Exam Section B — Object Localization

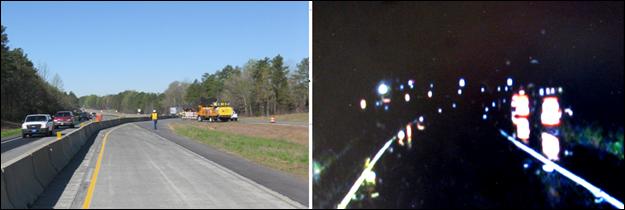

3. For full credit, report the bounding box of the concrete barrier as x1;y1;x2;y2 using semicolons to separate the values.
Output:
0;170;14;209
33;147;58;189
2;117;154;209
63;130;85;157
2;117;156;209
49;141;70;171
3;155;43;208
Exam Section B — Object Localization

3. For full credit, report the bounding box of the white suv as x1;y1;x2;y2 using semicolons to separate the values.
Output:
22;114;54;138
230;111;239;121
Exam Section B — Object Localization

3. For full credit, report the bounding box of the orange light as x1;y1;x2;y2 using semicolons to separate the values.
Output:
406;123;412;145
540;96;562;126
516;118;530;144
510;92;530;119
541;132;560;160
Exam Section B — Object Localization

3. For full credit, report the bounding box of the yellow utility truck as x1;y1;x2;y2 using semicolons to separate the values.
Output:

--*--

> WHAT IS BEING ASKED
Copy out all the lines above with "bounding box" changed to "enclosing rectangle" everywhere it appears, keeping everything else the same. Leave the pictures out.

> TASK RESPONSE
Exam Section B — Object Localization


3. For full credit, report the enclosing rectangle of the concrete barrier as x1;y1;x2;y2 using semicolons to separate the values.
Output:
0;170;14;209
33;147;58;189
2;117;154;209
63;130;85;157
2;117;156;209
49;141;70;171
3;155;43;208
Exam Section B — Object Localization

3. For full credit, report the enclosing rectangle of the white suv as x1;y1;x2;y2 using semicolons to separate the values.
Output:
22;114;54;138
230;111;239;121
Exam Section B — Object Localization

3. For full credit, report the enclosing rectangle of the orange light as x1;y1;x2;y2 using semicolons to separate the values.
Output:
406;123;412;145
540;96;562;126
516;118;530;144
510;92;530;119
541;132;560;160
Exam Section B — Object Localization

3. For full credit, report the enclosing rectangle of the yellow utility truck as x1;y1;x2;y2 using semicolons to separate the values.
Output:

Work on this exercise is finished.